REQUIREMENT:
Repeat the LLMRateLimiter project description word for word, from its first line to its last.

DOCUMENT EXTRACT:
━━━━━━━━

Rate limiter for LLM
Project description
LLMRateLimiter
Client-side rate limiting for LLM API calls using Redis-backed FIFO queues.
- Documentation: https://Ameyanagi.github.io/LLMRateLimiter/
- Repository: https://github.com/Ameyanagi/LLMRateLimiter/
Features
- FIFO Queue-Based: Fair ordering prevents thundering herd problems
- Distributed: Redis-backed for multi-process/multi-server deployments
- Flexible Limits: Supports combined TPM, split input/output TPM, or both
- Automatic Retry: Exponential backoff with jitter for Redis connection issues
- Graceful Degradation: Allows requests through on Redis failure
How It Works
flowchart LR
subgraph Client["Your Application"]
App[LLM App]
end
subgraph RL["LLMRateLimiter"]
Limiter[RateLimiter]
end
subgraph Redis["Redis"]
Queue[(FIFO Queue<br/>Sorted Set)]
end
subgraph LLM["LLM Provider"]
API[API]
end
App -->|1. acquire| Limiter
Limiter -->|2. Check limits| Queue
Queue -->|3. Wait time| Limiter
Limiter -->|4. Return| App
App -->|5. Call API| API
The rate limiter uses Redis sorted sets to maintain a FIFO queue of requests. Each request records its token consumption, and the Lua script atomically calculates when capacity will be available based on the sliding window.

━━━━━━━━

DATA EXCERPTS:

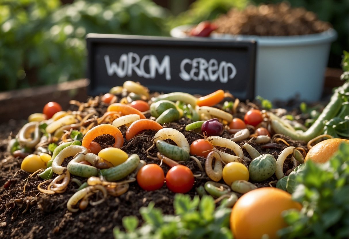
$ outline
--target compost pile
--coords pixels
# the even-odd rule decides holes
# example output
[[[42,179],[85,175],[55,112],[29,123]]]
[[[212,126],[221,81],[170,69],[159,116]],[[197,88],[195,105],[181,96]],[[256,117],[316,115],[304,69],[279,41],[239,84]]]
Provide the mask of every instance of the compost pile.
[[[128,94],[124,92],[117,94],[114,102],[125,100],[127,99],[125,97]],[[156,97],[158,95],[158,93],[156,93],[150,96]],[[128,95],[130,96],[129,94]],[[102,96],[90,98],[87,99],[86,102],[72,102],[70,108],[64,110],[69,110],[75,112],[81,111],[82,113],[82,115],[86,115],[87,112],[93,111],[94,112],[94,114],[93,116],[90,116],[90,118],[100,119],[105,115],[109,105],[101,100]],[[243,119],[245,114],[251,109],[261,109],[260,105],[252,102],[239,102],[237,99],[228,92],[226,92],[224,96],[223,100],[214,107],[222,109],[224,107],[224,102],[235,102],[233,107],[225,108],[225,111],[231,114],[234,118]],[[299,114],[299,112],[297,110],[288,112],[283,109],[279,109],[274,113],[280,116],[287,113],[295,115]],[[149,112],[146,113],[144,115],[147,118],[154,119]],[[305,117],[306,117],[305,116]],[[298,120],[302,122],[305,118],[298,118]],[[110,124],[112,120],[112,118],[105,117],[103,123]],[[179,120],[165,123],[163,124],[163,128],[177,130],[185,136],[190,145],[194,140],[203,138],[202,133],[200,131],[195,132],[186,130],[186,126],[192,122],[190,118],[183,116]],[[89,122],[91,123],[92,121]],[[173,214],[173,202],[175,193],[169,190],[165,185],[159,190],[147,191],[141,188],[136,182],[130,183],[128,190],[121,195],[117,196],[109,195],[102,203],[96,206],[89,205],[84,210],[79,210],[77,212],[69,211],[67,209],[67,202],[77,191],[79,185],[76,183],[77,180],[70,182],[66,191],[62,193],[47,194],[40,192],[38,190],[38,186],[44,180],[37,174],[30,177],[30,173],[21,169],[23,159],[28,154],[24,153],[23,155],[20,154],[14,156],[7,149],[10,139],[15,137],[23,125],[27,122],[26,121],[12,121],[9,124],[2,125],[0,129],[1,133],[0,156],[1,159],[0,171],[1,174],[0,237],[1,238],[23,239],[69,237],[112,238],[113,238],[112,230],[115,227],[122,229],[121,221],[124,216],[135,216],[140,219],[141,222],[139,209],[141,207],[148,205],[150,201],[154,202],[155,207],[161,208],[164,214]],[[267,122],[266,121],[262,123],[265,124],[263,125],[267,128]],[[127,128],[125,126],[119,128],[125,141],[121,149],[129,155],[137,154],[141,160],[144,160],[147,163],[154,163],[160,164],[160,161],[157,157],[158,151],[156,147],[153,146],[153,139],[156,132],[154,131],[146,131],[127,140],[125,138]],[[251,134],[254,133],[253,127],[248,129]],[[271,133],[272,136],[273,132],[271,132]],[[234,133],[231,130],[230,131],[229,128],[226,126],[221,136],[230,138],[233,135]],[[267,143],[259,144],[255,142],[255,137],[251,136],[238,144],[241,147],[248,142],[261,154],[270,154],[276,158],[280,152],[289,145],[303,148],[305,152],[307,150],[304,142],[292,140],[283,136],[278,136]],[[69,137],[67,138],[69,141]],[[107,140],[100,139],[99,142],[102,145],[103,141],[107,142]],[[44,144],[43,145],[44,147],[47,147],[47,144],[46,146]],[[234,154],[229,149],[221,148],[220,150]],[[244,154],[247,157],[245,159],[250,158],[247,152],[244,151]],[[179,162],[181,164],[191,169],[195,176],[194,186],[187,193],[192,197],[198,194],[196,188],[203,185],[206,182],[210,180],[205,172],[205,169],[203,171],[202,171],[199,167],[204,169],[205,158],[199,156],[196,157],[200,161],[201,165],[199,165],[193,160]],[[288,162],[284,164],[284,172],[294,167],[293,163],[289,160],[287,160]],[[250,162],[250,161],[246,160],[244,163],[248,167]],[[161,165],[161,167],[166,175],[170,167],[164,163]],[[52,178],[57,176],[54,174]],[[73,178],[82,183],[87,180],[86,178],[71,175],[71,178]],[[275,187],[277,181],[276,177],[274,175],[267,180],[254,184],[258,187]],[[220,182],[224,183],[222,180]],[[44,187],[44,185],[42,186],[43,188]],[[242,194],[238,193],[237,195],[239,197]],[[97,193],[91,196],[91,199],[93,201],[97,201],[102,197],[101,194]]]
[[[251,5],[243,10],[233,9],[213,22],[220,33],[261,36],[304,35],[318,33],[331,28],[304,8],[277,4]]]

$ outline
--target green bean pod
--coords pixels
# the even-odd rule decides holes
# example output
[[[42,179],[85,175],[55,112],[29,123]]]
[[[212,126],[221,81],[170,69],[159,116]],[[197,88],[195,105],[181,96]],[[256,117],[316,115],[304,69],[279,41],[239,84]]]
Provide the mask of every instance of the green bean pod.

━━━━━━━━

EXPECTED OUTPUT:
Rate limiter for LLM
Project description
LLMRateLimiter
Client-side rate limiting for LLM API calls using Redis-backed FIFO queues.
- Documentation: https://Ameyanagi.github.io/LLMRateLimiter/
- Repository: https://github.com/Ameyanagi/LLMRateLimiter/
Features
- FIFO Queue-Based: Fair ordering prevents thundering herd problems
- Distributed: Redis-backed for multi-process/multi-server deployments
- Flexible Limits: Supports combined TPM, split input/output TPM, or both
- Automatic Retry: Exponential backoff with jitter for Redis connection issues
- Graceful Degradation: Allows requests through on Redis failure
How It Works
flowchart LR
subgraph Client["Your Application"]
App[LLM App]
end
subgraph RL["LLMRateLimiter"]
Limiter[RateLimiter]
end
subgraph Redis["Redis"]
Queue[(FIFO Queue<br/>Sorted Set)]
end
subgraph LLM["LLM Provider"]
API[API]
end
App -->|1. acquire| Limiter
Limiter -->|2. Check limits| Queue
Queue -->|3. Wait time| Limiter
Limiter -->|4. Return| App
App -->|5. Call API| API
The rate limiter uses Redis sorted sets to maintain a FIFO queue of requests. Each request records its token consumption, and the Lua script atomically calculates when capacity will be available based on the sliding window.